### DATA FOR THIS EXERCISE
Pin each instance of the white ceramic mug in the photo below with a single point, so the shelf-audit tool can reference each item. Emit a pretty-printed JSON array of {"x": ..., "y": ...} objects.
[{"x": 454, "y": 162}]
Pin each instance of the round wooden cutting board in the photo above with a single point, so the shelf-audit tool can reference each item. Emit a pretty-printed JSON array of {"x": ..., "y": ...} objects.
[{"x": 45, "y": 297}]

* * *

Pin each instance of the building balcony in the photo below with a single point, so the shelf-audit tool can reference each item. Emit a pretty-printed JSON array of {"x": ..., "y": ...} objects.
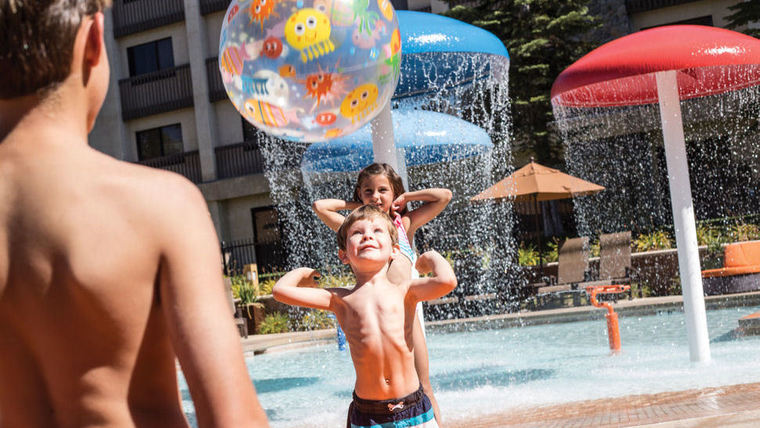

### TO DO
Keep only the lines above that contain the string "below", and copy each of them in full.

### FINISHED ANSWER
Pin each instance of the white ceramic mug in the photo below with a single point, so the shelf-audit tool can reference each item. Emit a pretty-printed JSON array of {"x": ..., "y": ...} objects.
Pin each instance of the building balcony in the photo below with a single point, so the shelf-audit tool can reference each item. Emit a pretty-printed JSON array of {"x": ..., "y": ...} objects.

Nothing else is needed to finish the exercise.